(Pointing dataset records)
☆ ☆ ☆ ☆ ☆
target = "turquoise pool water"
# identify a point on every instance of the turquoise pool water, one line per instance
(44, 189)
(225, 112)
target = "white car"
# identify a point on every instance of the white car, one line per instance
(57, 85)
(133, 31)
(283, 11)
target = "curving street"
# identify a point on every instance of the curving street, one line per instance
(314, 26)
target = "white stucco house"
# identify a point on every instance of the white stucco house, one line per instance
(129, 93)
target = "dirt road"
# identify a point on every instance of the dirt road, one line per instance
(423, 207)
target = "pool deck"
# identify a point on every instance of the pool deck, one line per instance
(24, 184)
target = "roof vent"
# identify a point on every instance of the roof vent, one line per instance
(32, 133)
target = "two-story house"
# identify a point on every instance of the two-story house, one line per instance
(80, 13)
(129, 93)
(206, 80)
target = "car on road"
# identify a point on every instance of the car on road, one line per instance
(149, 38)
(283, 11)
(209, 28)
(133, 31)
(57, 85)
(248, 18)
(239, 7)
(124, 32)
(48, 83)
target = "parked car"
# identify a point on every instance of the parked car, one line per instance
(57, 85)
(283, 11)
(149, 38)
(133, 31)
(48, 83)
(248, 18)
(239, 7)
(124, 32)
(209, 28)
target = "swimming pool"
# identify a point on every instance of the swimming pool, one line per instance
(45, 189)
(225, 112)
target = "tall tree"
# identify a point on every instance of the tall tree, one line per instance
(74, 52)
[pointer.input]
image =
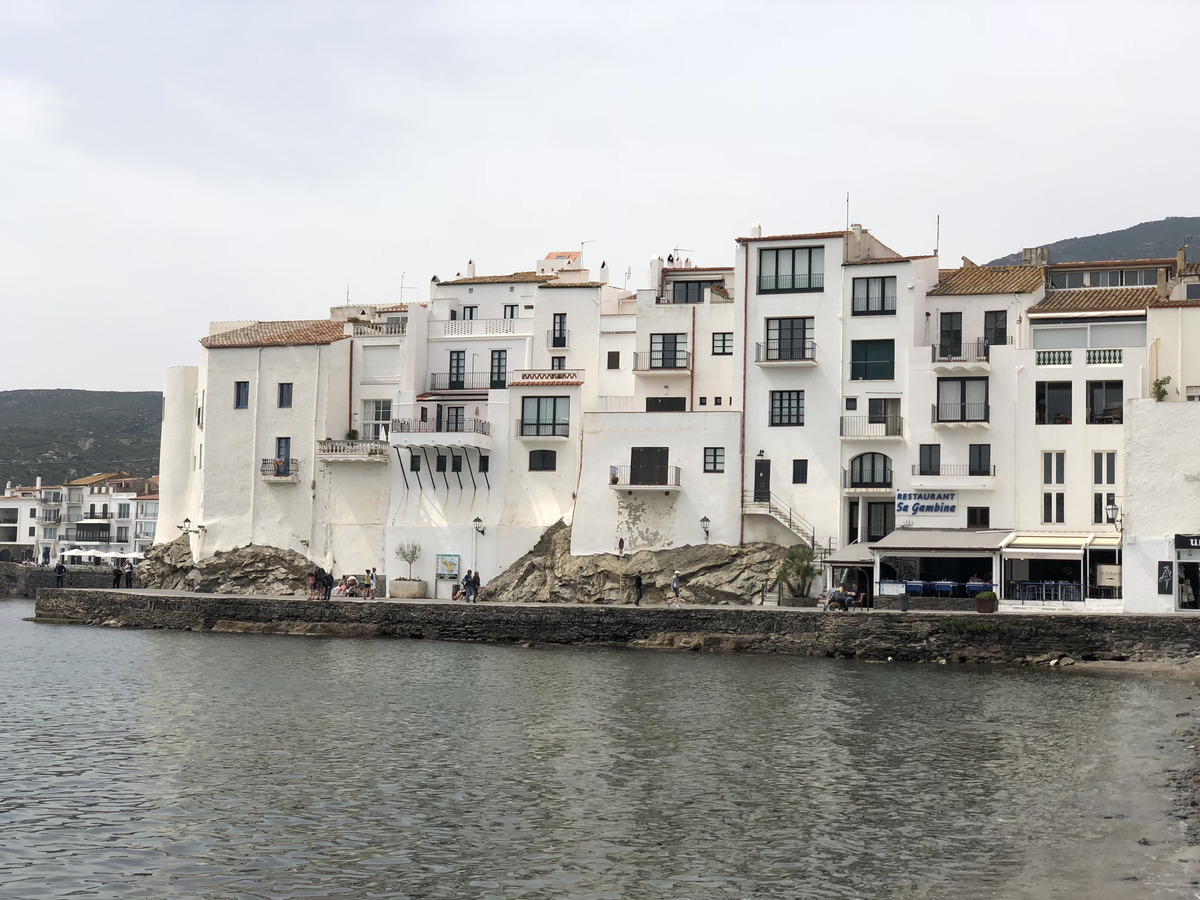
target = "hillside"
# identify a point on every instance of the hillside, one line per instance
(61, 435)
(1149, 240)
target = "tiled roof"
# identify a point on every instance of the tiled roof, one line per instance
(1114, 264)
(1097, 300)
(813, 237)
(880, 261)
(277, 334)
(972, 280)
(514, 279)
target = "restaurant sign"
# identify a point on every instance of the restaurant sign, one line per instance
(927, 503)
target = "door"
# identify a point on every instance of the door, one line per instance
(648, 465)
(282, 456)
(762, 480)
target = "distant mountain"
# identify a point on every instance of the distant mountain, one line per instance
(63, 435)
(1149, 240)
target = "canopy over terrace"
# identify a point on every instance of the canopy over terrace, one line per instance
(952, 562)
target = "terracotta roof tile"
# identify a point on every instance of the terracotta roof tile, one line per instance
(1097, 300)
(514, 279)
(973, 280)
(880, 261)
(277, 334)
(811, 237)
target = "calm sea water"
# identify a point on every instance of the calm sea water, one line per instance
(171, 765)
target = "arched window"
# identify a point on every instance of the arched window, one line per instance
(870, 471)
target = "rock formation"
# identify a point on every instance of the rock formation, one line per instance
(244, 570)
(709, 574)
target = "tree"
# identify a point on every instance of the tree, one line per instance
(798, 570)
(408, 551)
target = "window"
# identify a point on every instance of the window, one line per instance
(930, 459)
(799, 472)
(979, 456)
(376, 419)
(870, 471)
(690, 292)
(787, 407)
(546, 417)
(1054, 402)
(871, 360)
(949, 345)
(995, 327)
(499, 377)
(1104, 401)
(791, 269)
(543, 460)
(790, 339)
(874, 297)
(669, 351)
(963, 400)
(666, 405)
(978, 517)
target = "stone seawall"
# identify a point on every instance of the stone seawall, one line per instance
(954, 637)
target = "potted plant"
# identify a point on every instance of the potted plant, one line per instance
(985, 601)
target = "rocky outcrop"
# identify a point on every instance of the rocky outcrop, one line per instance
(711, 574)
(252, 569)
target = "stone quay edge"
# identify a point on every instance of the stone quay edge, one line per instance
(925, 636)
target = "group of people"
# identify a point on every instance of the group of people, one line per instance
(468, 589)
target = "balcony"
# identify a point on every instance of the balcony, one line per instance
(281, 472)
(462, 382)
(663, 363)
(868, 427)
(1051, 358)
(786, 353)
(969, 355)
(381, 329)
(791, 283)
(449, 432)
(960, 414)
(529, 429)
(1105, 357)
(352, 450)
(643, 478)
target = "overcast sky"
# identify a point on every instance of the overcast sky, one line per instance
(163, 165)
☆ ☆ ☆ ☆ ☆
[Task goal] Above are the records; reproduce them exactly and leave out the pictures.

[Written answer]
target = "turquoise pool water"
# identify a point on every instance of the turquoise pool water, one line per instance
(44, 189)
(225, 112)
target = "white car"
# identify a point on every instance of the white car, one line per instance
(57, 85)
(133, 31)
(283, 11)
target = "curving street"
# identify a point on every instance of the curving street, one line per instance
(314, 26)
target = "white stucco house"
# identify a point on every instance of the white stucco house, one line per instance
(129, 93)
target = "dirt road"
# identify a point on every instance of the dirt road, one line per instance
(423, 207)
target = "pool deck"
# identify a point on every instance of the pool deck, one line per instance
(24, 184)
target = "roof vent"
# identify a point on every instance of the roof vent, one line per instance
(32, 133)
target = "two-story house"
# identify a point on every instance of the two-story house, one line per instance
(80, 13)
(129, 93)
(206, 80)
target = "car on road"
# identify a point on every instance of the car on road, one line per instance
(149, 38)
(283, 11)
(209, 28)
(133, 31)
(57, 85)
(248, 18)
(239, 7)
(124, 32)
(48, 83)
target = "parked car"
# identify a point on every instance of the parked car, one line per instance
(57, 85)
(283, 11)
(149, 38)
(133, 31)
(48, 83)
(248, 18)
(239, 7)
(124, 32)
(209, 28)
target = "swimming pool"
# identify a point on every instance of the swimming pool, one line per instance
(45, 189)
(225, 112)
target = "tall tree"
# identify a point on every instance of the tall tree, one line per instance
(74, 52)
[pointer.input]
image =
target = "hillside"
# identify a point on every instance of the hillside, one line per instance
(61, 435)
(1149, 240)
target = "tiled roof"
# identify a point on every instance of the tiled roof, one line per instance
(1114, 264)
(1097, 300)
(813, 237)
(880, 261)
(277, 334)
(972, 280)
(514, 279)
target = "restaurant sign"
# identify a point on every instance of the restaurant sign, one line per instance
(927, 503)
target = "door"
# identify a point on every instance of the door, one line per instance
(648, 465)
(282, 456)
(762, 480)
target = "distant mountain"
# identify a point on every instance of the distant mountain, one line per instance
(63, 435)
(1149, 240)
target = "canopy over terrace"
# identify a point on every instance of the canopy over terrace, one line per instance
(952, 562)
target = "terracotta roof tile"
# identify a point on every instance of the terracotta roof tile, one line per instance
(1097, 300)
(514, 279)
(973, 280)
(880, 261)
(277, 334)
(811, 237)
target = "calm sea water"
# identify a point on every instance of the calm sea water, one line per instance
(171, 765)
target = "arched window"
# identify a point on every instance of the arched window, one line per instance
(870, 471)
target = "rock formation"
# identify a point on every instance of the rock formation, one line per instance
(244, 570)
(709, 574)
target = "tree"
# identify a point on every instance of the tree, one line per instance
(798, 570)
(408, 551)
target = "window"
# identify a point on every instance of the window, one line per instance
(930, 459)
(799, 472)
(979, 456)
(376, 419)
(870, 471)
(690, 292)
(787, 407)
(546, 417)
(1054, 402)
(871, 360)
(949, 345)
(995, 327)
(499, 377)
(1104, 401)
(791, 269)
(543, 460)
(790, 339)
(874, 297)
(669, 351)
(963, 400)
(666, 405)
(978, 517)
target = "stone seawall"
# identify a point on every instance of the stone seawall, one line per instance
(954, 637)
target = "potted plant"
# identify a point on every instance of the potted plant, one line per instance
(985, 601)
target = "rocky outcrop"
# identify a point on every instance of the rocky outcrop, one line per instance
(711, 574)
(252, 569)
target = "stone quay edge"
# identify a point on every instance of the stone quay edge, one line per instance
(925, 636)
target = "group of people"
# identify a point on every instance of the group of people, one line per instance
(468, 589)
target = "balcony"
# identify a point on every instance of the balcony, one line per instance
(281, 472)
(462, 382)
(663, 363)
(868, 427)
(1051, 358)
(786, 353)
(969, 355)
(381, 329)
(791, 283)
(449, 432)
(960, 414)
(529, 429)
(1105, 357)
(352, 450)
(643, 478)
target = "overcast sky"
# identify a point on every instance of the overcast sky, one line per instance
(163, 165)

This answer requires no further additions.